原始数据
####

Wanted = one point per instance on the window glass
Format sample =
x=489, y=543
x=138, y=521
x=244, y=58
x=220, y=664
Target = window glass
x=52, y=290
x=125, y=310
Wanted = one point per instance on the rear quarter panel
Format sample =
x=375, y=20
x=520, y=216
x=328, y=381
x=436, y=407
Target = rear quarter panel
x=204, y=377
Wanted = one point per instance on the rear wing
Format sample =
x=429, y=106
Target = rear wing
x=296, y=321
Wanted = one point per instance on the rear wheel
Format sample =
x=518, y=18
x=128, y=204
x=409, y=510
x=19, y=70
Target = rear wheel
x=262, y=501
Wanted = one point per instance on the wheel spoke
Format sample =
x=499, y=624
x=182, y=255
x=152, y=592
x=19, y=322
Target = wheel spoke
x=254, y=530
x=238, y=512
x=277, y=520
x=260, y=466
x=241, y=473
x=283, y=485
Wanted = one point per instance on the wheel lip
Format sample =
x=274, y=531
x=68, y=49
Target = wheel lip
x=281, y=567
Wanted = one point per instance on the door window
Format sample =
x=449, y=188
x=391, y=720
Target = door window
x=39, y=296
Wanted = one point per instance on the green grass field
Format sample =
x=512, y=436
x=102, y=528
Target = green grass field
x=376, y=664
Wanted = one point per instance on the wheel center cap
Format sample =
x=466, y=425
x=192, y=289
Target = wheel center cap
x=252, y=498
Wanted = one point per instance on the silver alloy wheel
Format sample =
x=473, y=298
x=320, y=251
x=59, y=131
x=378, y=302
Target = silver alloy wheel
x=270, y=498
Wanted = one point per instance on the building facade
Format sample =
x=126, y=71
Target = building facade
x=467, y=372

####

给定任务
把上面的全部行一字不差地照抄一遍，不要漏掉任何一行。

解答如下
Wanted = one point per instance on the window glass
Format sample =
x=489, y=543
x=138, y=521
x=244, y=58
x=220, y=664
Target = window glass
x=52, y=290
x=125, y=310
Wanted = one point per instance on the rear quarter panel
Format sample =
x=375, y=20
x=520, y=216
x=328, y=381
x=436, y=407
Target = rear quarter panel
x=204, y=377
Wanted = one point per instance on the rear wing
Format sample =
x=429, y=106
Target = rear wing
x=296, y=321
Wanted = one point per instance on the rear wheel
Format sample =
x=518, y=18
x=128, y=204
x=409, y=510
x=19, y=70
Target = rear wheel
x=262, y=501
Wanted = one point per instance on the wheel spoke
Format sample =
x=499, y=624
x=182, y=255
x=152, y=592
x=19, y=322
Target = wheel spoke
x=254, y=530
x=238, y=512
x=277, y=520
x=260, y=466
x=241, y=473
x=283, y=485
Wanted = one point per instance on the wheel lip
Format sample =
x=274, y=531
x=68, y=49
Target = wheel lip
x=281, y=567
Wanted = one point per instance on the door window
Format sample =
x=449, y=188
x=391, y=720
Target = door window
x=39, y=296
Wanted = one point per instance on the green grass field
Format sample =
x=512, y=436
x=102, y=528
Target = green grass field
x=376, y=664
Wanted = one point per instance on the wheel center cap
Format sample =
x=466, y=425
x=192, y=289
Target = wheel center cap
x=252, y=498
Wanted = one point per instance on the silver alloy wheel
Format sample =
x=473, y=298
x=320, y=251
x=59, y=131
x=378, y=302
Target = silver alloy wheel
x=270, y=498
Wanted = one point per instance on the building facade
Format sample =
x=126, y=71
Target = building facade
x=467, y=372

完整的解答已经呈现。